▶ YOUR TASK: How many lines in the rows below contain the string "racket"? Reply with the number alone.

▶ SUPPLIED ENTRIES:
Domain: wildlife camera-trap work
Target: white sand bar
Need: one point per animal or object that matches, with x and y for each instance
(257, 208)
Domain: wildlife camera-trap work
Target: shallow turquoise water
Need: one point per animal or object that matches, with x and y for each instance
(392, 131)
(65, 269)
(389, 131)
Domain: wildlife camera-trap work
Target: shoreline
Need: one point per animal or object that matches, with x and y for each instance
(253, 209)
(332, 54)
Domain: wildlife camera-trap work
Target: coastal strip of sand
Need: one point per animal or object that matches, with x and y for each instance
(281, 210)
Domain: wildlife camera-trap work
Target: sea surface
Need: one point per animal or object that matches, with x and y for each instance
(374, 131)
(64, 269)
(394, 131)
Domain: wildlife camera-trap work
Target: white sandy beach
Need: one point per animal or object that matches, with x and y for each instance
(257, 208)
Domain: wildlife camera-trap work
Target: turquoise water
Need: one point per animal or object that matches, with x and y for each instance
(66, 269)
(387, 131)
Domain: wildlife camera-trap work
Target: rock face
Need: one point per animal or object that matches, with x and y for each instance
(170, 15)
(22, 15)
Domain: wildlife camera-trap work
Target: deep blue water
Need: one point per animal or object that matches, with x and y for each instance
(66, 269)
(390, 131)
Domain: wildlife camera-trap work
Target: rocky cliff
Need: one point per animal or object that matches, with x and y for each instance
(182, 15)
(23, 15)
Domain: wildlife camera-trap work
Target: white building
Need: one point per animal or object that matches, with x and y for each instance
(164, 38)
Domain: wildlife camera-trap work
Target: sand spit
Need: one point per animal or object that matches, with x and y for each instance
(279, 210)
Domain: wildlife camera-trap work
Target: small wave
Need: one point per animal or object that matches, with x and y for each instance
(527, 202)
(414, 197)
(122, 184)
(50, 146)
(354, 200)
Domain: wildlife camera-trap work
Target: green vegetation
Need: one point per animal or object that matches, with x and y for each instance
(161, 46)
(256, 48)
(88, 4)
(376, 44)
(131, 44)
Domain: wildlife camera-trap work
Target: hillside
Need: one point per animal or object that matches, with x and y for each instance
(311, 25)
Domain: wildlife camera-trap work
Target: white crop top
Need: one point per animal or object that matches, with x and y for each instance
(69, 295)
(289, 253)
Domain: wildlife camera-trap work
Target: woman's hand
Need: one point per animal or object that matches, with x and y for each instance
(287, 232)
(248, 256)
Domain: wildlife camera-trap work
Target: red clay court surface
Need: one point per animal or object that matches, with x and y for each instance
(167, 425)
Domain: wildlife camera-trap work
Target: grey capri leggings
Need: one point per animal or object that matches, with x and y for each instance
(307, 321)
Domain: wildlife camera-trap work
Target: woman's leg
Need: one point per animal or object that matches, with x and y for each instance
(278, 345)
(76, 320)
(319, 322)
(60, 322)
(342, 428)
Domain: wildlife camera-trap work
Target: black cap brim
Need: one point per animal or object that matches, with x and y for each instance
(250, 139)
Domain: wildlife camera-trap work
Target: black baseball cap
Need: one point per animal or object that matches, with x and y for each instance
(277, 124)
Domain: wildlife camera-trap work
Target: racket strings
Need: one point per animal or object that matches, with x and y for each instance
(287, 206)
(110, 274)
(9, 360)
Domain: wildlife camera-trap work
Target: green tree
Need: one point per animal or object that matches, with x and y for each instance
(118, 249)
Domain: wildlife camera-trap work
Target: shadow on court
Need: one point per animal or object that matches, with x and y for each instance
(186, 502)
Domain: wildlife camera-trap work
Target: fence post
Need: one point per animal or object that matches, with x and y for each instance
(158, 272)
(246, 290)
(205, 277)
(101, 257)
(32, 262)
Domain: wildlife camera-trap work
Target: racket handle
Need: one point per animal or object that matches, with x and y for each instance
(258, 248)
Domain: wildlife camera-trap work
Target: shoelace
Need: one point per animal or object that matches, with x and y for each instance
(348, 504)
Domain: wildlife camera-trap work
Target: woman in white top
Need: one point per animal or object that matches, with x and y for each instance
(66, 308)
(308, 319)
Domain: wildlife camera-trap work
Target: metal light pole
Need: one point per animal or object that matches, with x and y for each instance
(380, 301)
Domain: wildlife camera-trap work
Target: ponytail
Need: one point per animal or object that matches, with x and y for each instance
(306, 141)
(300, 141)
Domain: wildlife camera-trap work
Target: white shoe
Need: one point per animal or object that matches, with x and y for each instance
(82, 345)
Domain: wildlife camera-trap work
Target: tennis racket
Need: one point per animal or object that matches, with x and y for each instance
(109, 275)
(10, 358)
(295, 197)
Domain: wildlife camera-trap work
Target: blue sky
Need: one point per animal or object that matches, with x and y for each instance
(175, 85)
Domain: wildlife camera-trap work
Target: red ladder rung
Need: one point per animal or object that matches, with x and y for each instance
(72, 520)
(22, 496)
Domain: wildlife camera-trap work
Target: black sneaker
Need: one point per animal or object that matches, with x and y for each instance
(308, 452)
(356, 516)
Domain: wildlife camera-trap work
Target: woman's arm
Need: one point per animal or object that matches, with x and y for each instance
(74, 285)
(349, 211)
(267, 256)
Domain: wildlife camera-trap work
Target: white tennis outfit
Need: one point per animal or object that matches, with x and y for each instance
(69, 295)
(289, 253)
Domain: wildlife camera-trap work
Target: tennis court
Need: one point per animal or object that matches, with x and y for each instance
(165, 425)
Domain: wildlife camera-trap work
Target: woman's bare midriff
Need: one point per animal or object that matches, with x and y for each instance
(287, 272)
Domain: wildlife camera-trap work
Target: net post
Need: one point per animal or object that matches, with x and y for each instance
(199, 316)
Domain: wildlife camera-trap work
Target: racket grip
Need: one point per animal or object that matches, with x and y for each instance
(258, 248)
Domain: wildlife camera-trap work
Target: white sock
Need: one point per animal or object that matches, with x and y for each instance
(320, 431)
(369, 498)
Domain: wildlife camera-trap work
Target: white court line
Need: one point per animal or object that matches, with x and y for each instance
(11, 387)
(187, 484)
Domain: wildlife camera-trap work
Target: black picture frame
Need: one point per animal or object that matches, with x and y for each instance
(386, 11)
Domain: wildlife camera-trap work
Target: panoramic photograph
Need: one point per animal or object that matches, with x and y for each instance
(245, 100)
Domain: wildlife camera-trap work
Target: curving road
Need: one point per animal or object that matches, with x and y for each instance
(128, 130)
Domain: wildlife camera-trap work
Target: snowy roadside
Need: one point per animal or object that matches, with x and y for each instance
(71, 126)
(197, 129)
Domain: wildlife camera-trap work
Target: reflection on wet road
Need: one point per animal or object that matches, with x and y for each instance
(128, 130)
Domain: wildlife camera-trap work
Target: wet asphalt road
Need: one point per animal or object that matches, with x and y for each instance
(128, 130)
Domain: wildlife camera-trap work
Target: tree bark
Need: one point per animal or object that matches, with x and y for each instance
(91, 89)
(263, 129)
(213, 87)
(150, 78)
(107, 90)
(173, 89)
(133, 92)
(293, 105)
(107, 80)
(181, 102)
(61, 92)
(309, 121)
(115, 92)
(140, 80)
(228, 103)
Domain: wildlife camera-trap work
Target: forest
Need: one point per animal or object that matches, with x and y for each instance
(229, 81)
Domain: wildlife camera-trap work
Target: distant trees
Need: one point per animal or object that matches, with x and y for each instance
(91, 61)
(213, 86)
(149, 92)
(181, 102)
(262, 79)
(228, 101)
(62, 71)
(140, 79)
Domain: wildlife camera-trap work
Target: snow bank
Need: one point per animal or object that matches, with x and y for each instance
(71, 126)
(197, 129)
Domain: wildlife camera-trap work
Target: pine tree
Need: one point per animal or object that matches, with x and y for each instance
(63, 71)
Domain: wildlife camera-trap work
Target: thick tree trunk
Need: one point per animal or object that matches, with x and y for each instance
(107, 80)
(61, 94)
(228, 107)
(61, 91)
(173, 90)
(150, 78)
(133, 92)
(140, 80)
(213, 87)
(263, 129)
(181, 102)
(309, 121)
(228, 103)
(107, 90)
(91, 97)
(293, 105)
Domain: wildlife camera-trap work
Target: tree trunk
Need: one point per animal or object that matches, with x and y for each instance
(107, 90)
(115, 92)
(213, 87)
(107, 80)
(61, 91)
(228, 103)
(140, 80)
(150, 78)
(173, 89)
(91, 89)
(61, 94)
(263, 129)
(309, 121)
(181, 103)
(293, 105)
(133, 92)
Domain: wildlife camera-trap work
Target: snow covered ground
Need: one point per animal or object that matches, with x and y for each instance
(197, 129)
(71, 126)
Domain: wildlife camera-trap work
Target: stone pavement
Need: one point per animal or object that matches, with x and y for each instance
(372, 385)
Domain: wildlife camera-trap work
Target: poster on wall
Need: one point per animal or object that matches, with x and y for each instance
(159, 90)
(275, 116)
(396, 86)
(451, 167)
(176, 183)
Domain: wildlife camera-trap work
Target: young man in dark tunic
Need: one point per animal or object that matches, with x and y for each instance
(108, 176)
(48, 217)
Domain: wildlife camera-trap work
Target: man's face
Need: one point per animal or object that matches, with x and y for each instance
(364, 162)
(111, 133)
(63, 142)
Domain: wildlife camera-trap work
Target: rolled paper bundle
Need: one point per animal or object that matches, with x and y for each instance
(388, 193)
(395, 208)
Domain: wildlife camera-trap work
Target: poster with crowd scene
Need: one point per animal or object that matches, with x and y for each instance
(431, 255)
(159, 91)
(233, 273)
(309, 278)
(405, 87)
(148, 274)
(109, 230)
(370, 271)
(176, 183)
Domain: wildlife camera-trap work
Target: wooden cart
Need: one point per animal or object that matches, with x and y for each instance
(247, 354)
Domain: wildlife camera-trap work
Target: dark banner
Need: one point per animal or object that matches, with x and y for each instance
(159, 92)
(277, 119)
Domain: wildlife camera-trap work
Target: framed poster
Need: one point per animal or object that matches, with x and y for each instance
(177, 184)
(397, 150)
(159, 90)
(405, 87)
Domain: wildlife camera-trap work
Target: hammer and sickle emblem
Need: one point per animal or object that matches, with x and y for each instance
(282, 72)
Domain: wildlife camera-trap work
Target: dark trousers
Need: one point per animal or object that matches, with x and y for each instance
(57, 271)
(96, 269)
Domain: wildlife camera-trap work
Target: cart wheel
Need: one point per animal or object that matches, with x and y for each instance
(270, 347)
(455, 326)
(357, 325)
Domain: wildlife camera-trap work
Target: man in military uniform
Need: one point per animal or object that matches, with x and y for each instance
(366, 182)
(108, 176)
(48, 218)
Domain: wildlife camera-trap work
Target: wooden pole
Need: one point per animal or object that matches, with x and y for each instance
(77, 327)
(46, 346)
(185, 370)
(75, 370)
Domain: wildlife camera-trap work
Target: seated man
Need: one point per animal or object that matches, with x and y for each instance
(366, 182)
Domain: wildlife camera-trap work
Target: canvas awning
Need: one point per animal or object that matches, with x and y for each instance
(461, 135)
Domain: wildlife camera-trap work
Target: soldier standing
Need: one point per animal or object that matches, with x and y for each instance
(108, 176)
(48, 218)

▶ FULL SOLUTION: 4